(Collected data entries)
* * *

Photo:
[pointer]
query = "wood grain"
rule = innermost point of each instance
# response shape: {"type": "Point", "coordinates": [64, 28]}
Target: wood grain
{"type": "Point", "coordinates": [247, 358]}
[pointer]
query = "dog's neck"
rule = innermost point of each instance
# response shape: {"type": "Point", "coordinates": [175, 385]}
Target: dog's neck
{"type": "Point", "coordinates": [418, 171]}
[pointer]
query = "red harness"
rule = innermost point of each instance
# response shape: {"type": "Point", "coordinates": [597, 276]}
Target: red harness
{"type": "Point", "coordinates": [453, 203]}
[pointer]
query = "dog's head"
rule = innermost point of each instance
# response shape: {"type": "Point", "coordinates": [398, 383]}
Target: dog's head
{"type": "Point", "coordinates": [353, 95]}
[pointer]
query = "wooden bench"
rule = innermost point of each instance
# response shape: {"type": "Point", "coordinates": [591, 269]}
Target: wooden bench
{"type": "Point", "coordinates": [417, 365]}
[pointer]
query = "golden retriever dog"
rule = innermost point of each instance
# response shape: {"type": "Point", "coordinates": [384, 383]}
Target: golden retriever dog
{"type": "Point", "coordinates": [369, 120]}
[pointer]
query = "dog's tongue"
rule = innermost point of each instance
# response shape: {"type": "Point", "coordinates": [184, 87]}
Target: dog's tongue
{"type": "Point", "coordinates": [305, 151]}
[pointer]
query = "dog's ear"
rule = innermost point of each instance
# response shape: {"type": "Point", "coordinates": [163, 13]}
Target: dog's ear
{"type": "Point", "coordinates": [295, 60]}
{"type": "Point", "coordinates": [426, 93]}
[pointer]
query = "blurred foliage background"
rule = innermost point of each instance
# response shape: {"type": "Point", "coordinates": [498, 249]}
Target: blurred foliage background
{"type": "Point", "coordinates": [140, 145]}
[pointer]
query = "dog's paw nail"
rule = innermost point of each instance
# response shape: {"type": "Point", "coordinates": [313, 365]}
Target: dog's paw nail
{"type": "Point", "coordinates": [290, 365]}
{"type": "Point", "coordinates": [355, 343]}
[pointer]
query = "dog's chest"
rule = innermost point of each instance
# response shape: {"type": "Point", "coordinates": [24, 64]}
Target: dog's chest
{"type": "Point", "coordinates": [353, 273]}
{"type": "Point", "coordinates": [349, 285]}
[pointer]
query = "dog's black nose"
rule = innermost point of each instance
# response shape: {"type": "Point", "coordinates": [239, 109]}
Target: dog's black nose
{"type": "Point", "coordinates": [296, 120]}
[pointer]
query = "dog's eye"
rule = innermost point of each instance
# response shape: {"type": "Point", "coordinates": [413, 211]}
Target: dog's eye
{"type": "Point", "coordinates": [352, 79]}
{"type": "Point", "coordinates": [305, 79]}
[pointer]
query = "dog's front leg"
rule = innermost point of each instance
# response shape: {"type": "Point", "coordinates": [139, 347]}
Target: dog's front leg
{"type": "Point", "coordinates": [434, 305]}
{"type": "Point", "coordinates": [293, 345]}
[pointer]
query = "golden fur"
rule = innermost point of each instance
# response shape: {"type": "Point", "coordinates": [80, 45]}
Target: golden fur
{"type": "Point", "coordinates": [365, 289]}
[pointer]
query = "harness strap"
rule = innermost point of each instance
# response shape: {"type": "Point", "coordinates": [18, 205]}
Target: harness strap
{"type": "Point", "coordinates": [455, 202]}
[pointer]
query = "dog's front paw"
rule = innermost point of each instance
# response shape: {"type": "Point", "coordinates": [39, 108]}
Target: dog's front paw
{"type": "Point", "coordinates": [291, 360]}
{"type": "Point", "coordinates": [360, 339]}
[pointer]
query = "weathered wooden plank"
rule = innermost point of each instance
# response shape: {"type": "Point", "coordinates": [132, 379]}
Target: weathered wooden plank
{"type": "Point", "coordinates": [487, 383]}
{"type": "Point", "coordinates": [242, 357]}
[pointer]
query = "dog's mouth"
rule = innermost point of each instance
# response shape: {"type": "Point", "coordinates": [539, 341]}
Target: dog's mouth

* * *

● **WRITTEN PROBLEM**: Write the entries again, exactly as they stand.

● **RESULT**:
Photo:
[pointer]
query = "wood grain"
rule = innermost point of each instance
# response shape: {"type": "Point", "coordinates": [64, 28]}
Target: wood grain
{"type": "Point", "coordinates": [247, 358]}
[pointer]
query = "dog's neck"
rule = innermost point of each instance
# response shape: {"type": "Point", "coordinates": [175, 385]}
Target: dog's neck
{"type": "Point", "coordinates": [418, 171]}
[pointer]
query = "red harness"
rule = innermost point of each instance
# response shape: {"type": "Point", "coordinates": [597, 276]}
Target: red harness
{"type": "Point", "coordinates": [453, 203]}
[pointer]
query = "dog's head"
rule = innermost point of each instance
# response shape: {"type": "Point", "coordinates": [398, 383]}
Target: dog's head
{"type": "Point", "coordinates": [353, 95]}
[pointer]
query = "wooden bench"
rule = innermost point of each instance
# response shape: {"type": "Point", "coordinates": [591, 269]}
Target: wooden bench
{"type": "Point", "coordinates": [417, 365]}
[pointer]
query = "golden retriever dog"
rule = innermost point of each instance
# response shape: {"type": "Point", "coordinates": [384, 383]}
Target: golden retriever dog
{"type": "Point", "coordinates": [369, 120]}
[pointer]
query = "dog's tongue"
rule = innermost point of each instance
# response shape: {"type": "Point", "coordinates": [184, 87]}
Target: dog's tongue
{"type": "Point", "coordinates": [305, 151]}
[pointer]
query = "dog's ear"
rule = innermost point of each instance
# response shape: {"type": "Point", "coordinates": [163, 13]}
Target: dog's ear
{"type": "Point", "coordinates": [295, 60]}
{"type": "Point", "coordinates": [426, 93]}
[pointer]
query = "blurred foliage background"
rule = innermost point of each instance
# response shape: {"type": "Point", "coordinates": [498, 249]}
Target: blurred foliage background
{"type": "Point", "coordinates": [140, 145]}
[pointer]
query = "dog's paw nail"
rule = innermost point of each instance
# response shape: {"type": "Point", "coordinates": [313, 365]}
Target: dog's paw nail
{"type": "Point", "coordinates": [290, 365]}
{"type": "Point", "coordinates": [355, 343]}
[pointer]
query = "dog's chest"
rule = innermost point of each instance
# response shape: {"type": "Point", "coordinates": [24, 64]}
Target: dog's chest
{"type": "Point", "coordinates": [353, 273]}
{"type": "Point", "coordinates": [349, 285]}
[pointer]
query = "dog's black nose"
rule = innermost point of each instance
# response shape: {"type": "Point", "coordinates": [239, 109]}
Target: dog's black nose
{"type": "Point", "coordinates": [296, 120]}
[pointer]
query = "dog's eye"
rule = innermost point of each instance
# response shape: {"type": "Point", "coordinates": [413, 211]}
Target: dog's eye
{"type": "Point", "coordinates": [352, 79]}
{"type": "Point", "coordinates": [305, 79]}
[pointer]
query = "dog's front leg"
rule = innermost point of each instance
# response shape: {"type": "Point", "coordinates": [139, 347]}
Target: dog's front leg
{"type": "Point", "coordinates": [434, 305]}
{"type": "Point", "coordinates": [293, 345]}
[pointer]
query = "golden fur"
rule = innermost point of each instance
# response shape: {"type": "Point", "coordinates": [80, 45]}
Target: golden fur
{"type": "Point", "coordinates": [365, 289]}
[pointer]
query = "harness strap"
rule = innermost point of each instance
# response shape: {"type": "Point", "coordinates": [18, 205]}
Target: harness strap
{"type": "Point", "coordinates": [455, 202]}
[pointer]
query = "dog's front paw"
rule = innermost point of each instance
# response shape: {"type": "Point", "coordinates": [39, 108]}
Target: dog's front paw
{"type": "Point", "coordinates": [291, 360]}
{"type": "Point", "coordinates": [360, 339]}
[pointer]
query = "weathered wooden plank"
rule = innermost point of each instance
# response shape: {"type": "Point", "coordinates": [132, 379]}
Target: weathered wooden plank
{"type": "Point", "coordinates": [487, 383]}
{"type": "Point", "coordinates": [242, 357]}
[pointer]
query = "dog's mouth"
rule = innermost point of each instance
# response shape: {"type": "Point", "coordinates": [539, 341]}
Target: dog's mouth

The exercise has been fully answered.